- PROBLEM REQUIREMENTS:
Pick up the passage about the Droid phone and Google's reach into daily life after its last sentence, and continue writing it.

- READING TEXT:
···
By now, the Droid phone is firmly entrenched in my life. I use it to check email when I should be talking to people and to read Scientific American after Flame has gone to sleep. I put my card-based life-todo system online and use it through the phone, and tied it into the phone’s calendar system. It’s my phone, camera, music player, and alarm clock. I use it to tell me where the closest bagel place is, and what constellation jupiter is in tonight. I’ve started talking to it too, because the speech recognition seems almost flawless.
The scary part is how integrated it is with everything at Google. I can add a new number to my phone, and it will fill in their name, email, a chat link, google map link, and whether they prefer boxers or briefs. It makes me wonder just how much of a constant companion that corporation is. My main email is @gmail, my main chat is google talk, I track my finances on Google docs, the Droid’s calendar system is just a UI wrapper on google calendar, and I’ve started doing work documentation on google wave. The Travelers Network simultaneously advertises on google, and includes google ads on it.
···
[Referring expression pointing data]
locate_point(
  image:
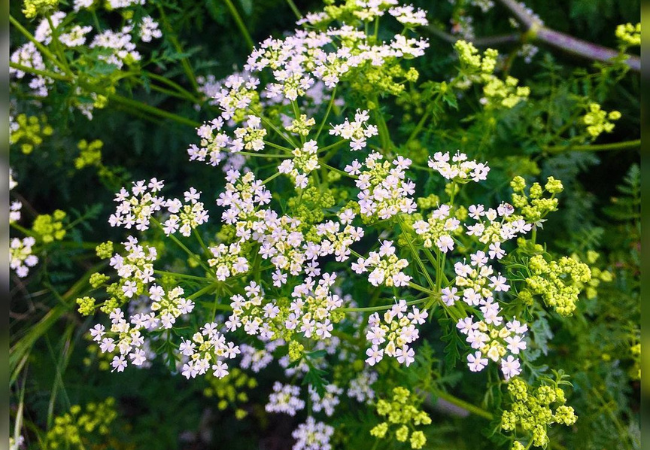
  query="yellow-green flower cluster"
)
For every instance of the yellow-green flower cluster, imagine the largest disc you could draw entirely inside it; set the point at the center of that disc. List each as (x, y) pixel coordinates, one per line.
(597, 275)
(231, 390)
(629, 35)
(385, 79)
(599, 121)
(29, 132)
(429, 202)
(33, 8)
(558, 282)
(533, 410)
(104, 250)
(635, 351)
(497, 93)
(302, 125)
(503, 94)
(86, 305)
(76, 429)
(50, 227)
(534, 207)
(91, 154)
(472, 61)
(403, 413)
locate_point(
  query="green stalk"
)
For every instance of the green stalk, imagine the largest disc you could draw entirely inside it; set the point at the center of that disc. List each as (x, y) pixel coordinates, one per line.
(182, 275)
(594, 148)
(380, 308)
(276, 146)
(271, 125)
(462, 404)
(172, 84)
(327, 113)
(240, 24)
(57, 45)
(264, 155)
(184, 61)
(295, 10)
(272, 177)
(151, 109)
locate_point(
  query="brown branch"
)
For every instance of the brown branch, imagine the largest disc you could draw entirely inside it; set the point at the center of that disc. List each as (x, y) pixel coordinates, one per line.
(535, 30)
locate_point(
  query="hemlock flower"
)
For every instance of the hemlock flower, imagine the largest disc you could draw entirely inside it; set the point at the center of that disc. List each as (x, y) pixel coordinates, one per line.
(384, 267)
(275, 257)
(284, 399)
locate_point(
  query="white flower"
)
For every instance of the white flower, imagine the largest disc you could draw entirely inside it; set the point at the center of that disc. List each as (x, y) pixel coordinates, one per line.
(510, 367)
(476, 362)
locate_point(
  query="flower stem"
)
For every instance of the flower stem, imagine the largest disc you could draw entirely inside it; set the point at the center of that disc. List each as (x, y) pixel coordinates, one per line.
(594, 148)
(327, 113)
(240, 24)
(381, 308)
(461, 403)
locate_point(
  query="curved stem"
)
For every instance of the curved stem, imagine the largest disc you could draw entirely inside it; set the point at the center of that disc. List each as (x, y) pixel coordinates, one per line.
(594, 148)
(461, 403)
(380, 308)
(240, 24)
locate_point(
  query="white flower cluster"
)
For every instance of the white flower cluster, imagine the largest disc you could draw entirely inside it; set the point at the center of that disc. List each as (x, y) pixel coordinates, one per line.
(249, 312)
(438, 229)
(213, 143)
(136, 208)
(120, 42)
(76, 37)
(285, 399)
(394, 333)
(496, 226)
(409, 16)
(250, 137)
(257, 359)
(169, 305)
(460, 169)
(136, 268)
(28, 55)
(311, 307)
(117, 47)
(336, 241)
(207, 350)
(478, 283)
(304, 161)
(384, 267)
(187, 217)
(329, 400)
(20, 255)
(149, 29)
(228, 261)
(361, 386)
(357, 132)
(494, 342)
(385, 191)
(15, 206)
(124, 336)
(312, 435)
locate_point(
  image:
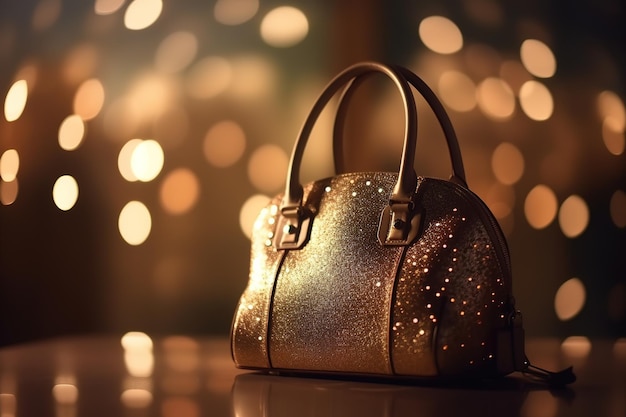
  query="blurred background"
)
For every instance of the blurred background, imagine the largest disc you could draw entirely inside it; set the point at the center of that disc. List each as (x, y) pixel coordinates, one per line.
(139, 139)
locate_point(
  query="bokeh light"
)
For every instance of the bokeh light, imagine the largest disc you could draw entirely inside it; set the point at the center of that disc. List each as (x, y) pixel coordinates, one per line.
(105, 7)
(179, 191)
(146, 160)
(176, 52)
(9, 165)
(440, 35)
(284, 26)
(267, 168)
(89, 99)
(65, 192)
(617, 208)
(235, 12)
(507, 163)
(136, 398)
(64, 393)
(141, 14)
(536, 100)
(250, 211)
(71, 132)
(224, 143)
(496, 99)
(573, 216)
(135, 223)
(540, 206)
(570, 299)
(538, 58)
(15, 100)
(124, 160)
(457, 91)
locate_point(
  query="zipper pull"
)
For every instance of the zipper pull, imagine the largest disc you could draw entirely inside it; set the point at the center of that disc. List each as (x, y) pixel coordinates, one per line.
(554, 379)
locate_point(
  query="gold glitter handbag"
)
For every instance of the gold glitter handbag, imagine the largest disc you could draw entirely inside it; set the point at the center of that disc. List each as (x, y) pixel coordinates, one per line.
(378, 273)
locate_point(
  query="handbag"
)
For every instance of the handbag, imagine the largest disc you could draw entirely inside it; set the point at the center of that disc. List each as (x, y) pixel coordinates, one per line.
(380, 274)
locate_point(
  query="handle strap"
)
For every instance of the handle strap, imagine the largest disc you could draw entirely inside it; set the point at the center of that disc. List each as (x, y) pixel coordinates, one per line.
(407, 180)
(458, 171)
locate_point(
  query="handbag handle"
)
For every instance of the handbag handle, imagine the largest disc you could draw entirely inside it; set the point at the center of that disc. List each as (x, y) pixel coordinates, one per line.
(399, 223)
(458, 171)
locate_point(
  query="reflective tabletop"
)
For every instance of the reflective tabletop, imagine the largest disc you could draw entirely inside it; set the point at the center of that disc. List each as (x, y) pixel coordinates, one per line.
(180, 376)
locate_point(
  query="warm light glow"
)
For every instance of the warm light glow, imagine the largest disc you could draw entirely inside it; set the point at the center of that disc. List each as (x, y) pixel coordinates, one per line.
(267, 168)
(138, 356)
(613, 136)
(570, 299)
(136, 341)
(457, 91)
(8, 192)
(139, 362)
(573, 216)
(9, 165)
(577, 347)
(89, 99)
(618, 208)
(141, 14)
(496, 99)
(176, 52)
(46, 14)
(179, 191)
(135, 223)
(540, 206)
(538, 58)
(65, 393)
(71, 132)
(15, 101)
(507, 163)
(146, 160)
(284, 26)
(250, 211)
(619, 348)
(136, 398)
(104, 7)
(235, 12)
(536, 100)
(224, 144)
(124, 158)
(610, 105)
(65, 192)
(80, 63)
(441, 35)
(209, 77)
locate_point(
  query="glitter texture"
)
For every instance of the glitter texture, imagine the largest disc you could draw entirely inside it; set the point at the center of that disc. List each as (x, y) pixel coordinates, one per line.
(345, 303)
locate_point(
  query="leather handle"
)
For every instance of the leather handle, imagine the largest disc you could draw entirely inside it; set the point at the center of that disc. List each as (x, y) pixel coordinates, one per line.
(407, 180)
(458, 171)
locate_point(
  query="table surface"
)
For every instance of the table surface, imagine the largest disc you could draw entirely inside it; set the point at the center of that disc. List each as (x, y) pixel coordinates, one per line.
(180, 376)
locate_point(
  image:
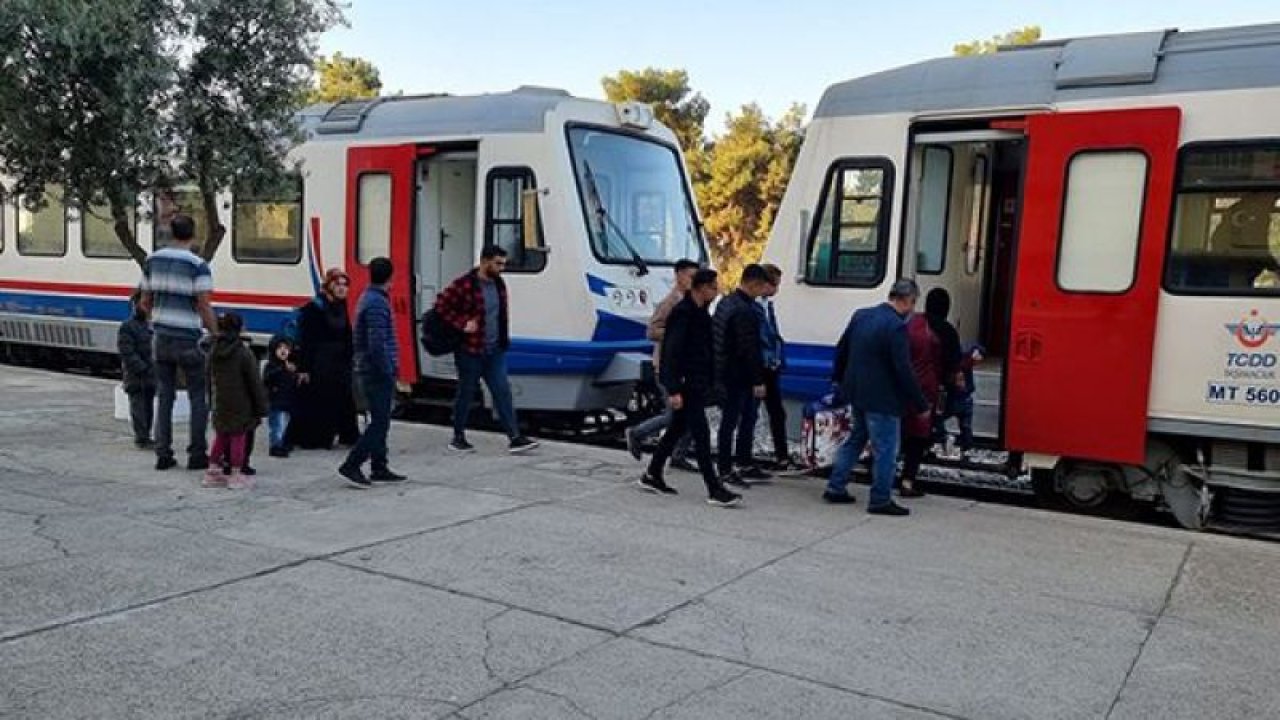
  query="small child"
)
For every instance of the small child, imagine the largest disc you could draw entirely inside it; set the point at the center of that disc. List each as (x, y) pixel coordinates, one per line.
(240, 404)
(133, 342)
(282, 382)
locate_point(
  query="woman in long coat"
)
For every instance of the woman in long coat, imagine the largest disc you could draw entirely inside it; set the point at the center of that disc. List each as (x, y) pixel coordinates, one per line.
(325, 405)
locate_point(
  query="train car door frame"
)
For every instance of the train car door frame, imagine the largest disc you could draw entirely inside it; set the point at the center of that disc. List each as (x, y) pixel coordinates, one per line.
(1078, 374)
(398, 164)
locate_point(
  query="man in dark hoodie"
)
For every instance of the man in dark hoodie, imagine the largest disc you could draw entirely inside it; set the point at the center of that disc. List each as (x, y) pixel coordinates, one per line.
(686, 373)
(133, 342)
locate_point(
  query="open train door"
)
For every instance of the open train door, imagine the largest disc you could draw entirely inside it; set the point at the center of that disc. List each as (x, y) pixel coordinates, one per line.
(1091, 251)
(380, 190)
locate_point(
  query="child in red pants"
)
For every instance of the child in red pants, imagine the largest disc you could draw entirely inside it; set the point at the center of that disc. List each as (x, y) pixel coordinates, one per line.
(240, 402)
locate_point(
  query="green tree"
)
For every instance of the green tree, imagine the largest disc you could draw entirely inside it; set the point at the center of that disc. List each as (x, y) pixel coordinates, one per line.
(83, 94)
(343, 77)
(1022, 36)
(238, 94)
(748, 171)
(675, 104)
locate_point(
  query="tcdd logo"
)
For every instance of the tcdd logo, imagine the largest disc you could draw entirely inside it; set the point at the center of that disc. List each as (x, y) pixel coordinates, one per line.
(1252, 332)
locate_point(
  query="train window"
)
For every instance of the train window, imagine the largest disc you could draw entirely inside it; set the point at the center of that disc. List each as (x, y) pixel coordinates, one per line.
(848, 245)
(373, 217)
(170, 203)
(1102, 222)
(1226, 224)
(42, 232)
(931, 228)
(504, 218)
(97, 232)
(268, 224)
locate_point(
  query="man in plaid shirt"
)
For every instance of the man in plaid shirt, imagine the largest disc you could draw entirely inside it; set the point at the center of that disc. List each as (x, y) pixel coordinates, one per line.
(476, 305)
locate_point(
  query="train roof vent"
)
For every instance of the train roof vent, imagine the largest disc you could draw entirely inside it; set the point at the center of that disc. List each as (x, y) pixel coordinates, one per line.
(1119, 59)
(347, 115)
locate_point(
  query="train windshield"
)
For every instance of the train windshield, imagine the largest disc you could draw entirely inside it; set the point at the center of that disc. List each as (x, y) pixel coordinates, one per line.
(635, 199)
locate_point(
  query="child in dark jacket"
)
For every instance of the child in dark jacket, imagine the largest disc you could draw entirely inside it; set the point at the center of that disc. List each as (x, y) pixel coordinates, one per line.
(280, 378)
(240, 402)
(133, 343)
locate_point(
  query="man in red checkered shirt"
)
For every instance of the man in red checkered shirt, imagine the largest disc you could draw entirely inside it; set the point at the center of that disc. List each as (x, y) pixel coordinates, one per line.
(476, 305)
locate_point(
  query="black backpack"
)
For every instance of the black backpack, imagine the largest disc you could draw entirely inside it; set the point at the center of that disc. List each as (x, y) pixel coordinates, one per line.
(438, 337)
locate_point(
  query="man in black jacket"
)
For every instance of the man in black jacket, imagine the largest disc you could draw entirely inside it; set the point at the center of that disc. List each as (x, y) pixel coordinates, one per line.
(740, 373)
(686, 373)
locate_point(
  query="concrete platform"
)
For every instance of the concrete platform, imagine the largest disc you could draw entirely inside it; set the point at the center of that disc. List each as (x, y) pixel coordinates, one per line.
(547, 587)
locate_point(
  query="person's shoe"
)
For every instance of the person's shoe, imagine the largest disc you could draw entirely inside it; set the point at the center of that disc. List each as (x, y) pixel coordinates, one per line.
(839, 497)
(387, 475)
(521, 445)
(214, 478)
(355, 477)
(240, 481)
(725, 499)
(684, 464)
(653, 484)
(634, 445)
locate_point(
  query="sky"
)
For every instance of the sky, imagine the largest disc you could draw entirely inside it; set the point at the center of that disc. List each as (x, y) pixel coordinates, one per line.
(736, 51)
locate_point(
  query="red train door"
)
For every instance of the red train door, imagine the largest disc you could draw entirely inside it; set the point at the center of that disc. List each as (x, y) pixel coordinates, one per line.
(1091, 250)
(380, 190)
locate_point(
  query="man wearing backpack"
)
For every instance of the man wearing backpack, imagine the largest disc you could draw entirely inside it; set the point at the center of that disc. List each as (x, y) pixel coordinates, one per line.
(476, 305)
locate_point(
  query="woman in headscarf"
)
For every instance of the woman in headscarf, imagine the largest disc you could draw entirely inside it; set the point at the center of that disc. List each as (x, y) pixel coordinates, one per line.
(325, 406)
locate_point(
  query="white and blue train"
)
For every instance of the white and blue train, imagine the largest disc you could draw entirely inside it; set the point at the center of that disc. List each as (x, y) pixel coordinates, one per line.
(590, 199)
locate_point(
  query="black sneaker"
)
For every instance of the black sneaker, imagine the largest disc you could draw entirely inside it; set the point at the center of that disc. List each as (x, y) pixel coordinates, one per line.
···
- ANSWER TO THE PROBLEM:
I took the LSAT last Saturday, and we used Google’s slick navigation system to find our hour-long way there and back. A few times, the signs told us differently than Google, and Google always turned out to be right. The Droid’s orientation sensors are so good that I can use the phone like binoculars to look at a version of the sky where everything is labeled. I find myself using my eyes less and less and Google more and more.
And that’s just the beginning. The Atlantic has a now-famous article Is Google Making Us Stupid? about how Googling rewires our brains. We remember less, read more horizontally, pay attention more briefly. And every day, Google becomes bigger, and plays a more definitive role in our actions. Some day, about three 530 million years ago, single celled bacteria realized that they had become pawns in a game controlled by the multi-cellulars. Now our day has come: our lives play out as mere biological aides and ironically the links that chain us to our new role are our cells.